GOAL OF THE EXERCISE:
Write each entry out once more, please, precisely as shown.

================================

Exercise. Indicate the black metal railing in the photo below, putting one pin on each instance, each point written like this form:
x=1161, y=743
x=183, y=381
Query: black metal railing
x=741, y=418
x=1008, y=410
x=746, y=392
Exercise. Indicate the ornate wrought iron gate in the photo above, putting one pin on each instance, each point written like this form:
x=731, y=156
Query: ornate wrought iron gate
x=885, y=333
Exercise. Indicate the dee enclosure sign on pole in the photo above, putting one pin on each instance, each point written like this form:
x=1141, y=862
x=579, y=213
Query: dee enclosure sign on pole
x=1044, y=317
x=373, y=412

================================

RESULT OF THIS EXERCISE:
Exercise. Indicate the black metal railing in the photo below, putting one pin on each instance, each point written like this form:
x=1161, y=743
x=183, y=381
Query: black metal railing
x=741, y=418
x=1008, y=410
x=746, y=392
Exercise. Indicate the ornate wrought iron gate in the photo above, putting one pin on each instance, each point written like this form:
x=731, y=156
Query: ornate wrought iron gate
x=885, y=333
Exercise. Indicate the dee enclosure sign on pole in the photo above, putting one pin on each instance, each point written like this form:
x=1141, y=862
x=579, y=213
Query: dee enclosure sign on pole
x=1044, y=317
x=373, y=412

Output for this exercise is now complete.